»»
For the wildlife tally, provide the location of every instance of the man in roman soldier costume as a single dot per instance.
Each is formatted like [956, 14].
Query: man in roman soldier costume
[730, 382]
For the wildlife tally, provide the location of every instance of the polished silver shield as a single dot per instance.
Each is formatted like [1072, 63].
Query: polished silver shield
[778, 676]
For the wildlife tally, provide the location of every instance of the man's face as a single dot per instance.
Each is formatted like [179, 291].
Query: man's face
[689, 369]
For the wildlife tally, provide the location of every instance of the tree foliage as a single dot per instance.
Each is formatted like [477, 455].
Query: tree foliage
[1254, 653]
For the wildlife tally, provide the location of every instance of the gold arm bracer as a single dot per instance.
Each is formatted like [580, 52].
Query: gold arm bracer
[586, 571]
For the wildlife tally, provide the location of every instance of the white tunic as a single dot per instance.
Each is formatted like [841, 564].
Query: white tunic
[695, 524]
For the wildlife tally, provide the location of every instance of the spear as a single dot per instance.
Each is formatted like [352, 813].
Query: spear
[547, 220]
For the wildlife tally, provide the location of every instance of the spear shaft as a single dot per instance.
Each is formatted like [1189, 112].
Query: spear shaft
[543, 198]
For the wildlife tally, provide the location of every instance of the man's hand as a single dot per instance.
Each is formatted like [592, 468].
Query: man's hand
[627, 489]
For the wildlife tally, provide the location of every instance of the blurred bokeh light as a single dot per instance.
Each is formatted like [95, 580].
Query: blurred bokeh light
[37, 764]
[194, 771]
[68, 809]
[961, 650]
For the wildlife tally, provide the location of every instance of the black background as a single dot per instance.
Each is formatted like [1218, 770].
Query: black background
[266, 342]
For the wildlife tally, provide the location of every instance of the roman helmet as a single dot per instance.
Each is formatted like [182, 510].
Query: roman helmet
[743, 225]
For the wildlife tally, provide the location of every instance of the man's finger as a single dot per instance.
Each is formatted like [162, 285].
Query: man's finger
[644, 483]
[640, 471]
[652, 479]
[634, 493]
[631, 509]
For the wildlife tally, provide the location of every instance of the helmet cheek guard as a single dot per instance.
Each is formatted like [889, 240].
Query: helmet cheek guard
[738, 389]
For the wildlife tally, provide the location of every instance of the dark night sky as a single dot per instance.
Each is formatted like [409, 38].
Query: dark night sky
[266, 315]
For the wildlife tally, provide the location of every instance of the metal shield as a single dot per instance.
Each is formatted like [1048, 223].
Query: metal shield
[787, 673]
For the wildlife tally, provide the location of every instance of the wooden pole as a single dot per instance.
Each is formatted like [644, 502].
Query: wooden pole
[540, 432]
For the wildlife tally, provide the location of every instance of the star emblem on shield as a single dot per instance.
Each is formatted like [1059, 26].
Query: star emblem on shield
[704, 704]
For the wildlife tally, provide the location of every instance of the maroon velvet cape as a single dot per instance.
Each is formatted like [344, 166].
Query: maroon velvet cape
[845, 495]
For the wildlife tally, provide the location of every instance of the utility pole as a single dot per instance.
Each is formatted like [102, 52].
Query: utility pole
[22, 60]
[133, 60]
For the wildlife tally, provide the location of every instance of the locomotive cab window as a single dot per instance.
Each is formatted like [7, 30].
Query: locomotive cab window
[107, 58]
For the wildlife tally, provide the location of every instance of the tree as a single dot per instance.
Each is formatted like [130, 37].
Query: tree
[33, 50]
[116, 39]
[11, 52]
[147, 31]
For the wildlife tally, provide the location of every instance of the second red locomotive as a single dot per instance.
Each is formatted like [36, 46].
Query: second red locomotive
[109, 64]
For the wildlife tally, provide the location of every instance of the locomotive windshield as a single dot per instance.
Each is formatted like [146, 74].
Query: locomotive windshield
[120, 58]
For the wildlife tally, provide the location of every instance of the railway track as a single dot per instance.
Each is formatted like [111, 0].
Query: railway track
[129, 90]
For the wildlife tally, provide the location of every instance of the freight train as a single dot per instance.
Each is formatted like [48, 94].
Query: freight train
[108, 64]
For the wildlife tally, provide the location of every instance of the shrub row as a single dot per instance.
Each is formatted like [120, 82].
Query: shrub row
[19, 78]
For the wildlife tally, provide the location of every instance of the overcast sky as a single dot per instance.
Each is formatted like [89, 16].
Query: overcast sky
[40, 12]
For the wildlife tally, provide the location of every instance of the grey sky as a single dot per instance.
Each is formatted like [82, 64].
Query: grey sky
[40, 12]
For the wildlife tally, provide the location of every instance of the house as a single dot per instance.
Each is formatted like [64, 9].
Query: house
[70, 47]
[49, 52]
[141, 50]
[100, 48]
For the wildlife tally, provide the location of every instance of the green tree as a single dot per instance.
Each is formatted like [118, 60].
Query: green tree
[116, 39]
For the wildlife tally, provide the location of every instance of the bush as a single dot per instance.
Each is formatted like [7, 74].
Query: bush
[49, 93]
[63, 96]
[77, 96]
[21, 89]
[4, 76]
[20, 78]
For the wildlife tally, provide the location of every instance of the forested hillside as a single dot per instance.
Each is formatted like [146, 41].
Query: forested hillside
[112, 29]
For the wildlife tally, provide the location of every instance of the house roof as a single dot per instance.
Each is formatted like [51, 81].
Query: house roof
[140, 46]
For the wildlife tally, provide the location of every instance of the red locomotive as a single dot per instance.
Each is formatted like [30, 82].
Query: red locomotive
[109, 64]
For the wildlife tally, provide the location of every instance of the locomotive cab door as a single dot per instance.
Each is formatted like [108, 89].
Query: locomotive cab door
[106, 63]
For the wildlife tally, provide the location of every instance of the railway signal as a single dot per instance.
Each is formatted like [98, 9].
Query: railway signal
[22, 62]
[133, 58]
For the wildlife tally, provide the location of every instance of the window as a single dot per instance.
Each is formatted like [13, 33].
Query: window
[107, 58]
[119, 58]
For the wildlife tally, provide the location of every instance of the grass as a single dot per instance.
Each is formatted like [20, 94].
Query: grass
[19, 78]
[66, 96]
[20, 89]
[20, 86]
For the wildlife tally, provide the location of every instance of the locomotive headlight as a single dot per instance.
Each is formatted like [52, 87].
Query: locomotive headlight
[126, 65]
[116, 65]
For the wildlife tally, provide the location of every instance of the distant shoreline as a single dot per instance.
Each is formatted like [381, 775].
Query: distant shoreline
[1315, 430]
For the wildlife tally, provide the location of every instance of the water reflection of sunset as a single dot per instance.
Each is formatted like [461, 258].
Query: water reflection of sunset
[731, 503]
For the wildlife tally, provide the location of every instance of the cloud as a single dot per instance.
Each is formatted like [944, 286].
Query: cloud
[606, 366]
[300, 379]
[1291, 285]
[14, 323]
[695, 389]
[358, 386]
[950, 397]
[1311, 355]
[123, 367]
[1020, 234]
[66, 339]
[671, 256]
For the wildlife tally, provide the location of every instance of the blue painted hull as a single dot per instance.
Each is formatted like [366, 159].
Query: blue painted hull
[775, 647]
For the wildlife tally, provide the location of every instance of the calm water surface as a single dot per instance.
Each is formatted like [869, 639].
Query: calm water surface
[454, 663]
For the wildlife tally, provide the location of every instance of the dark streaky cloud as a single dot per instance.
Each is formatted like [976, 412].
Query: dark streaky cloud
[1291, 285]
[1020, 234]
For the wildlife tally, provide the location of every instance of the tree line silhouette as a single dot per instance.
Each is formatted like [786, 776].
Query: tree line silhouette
««
Problem details: Above are some records; copy each line there that contains "silhouette".

Task solution:
For the wildlife tally, provide the location of every instance of the tree line silhouette as a single dot per instance.
Query: tree line silhouette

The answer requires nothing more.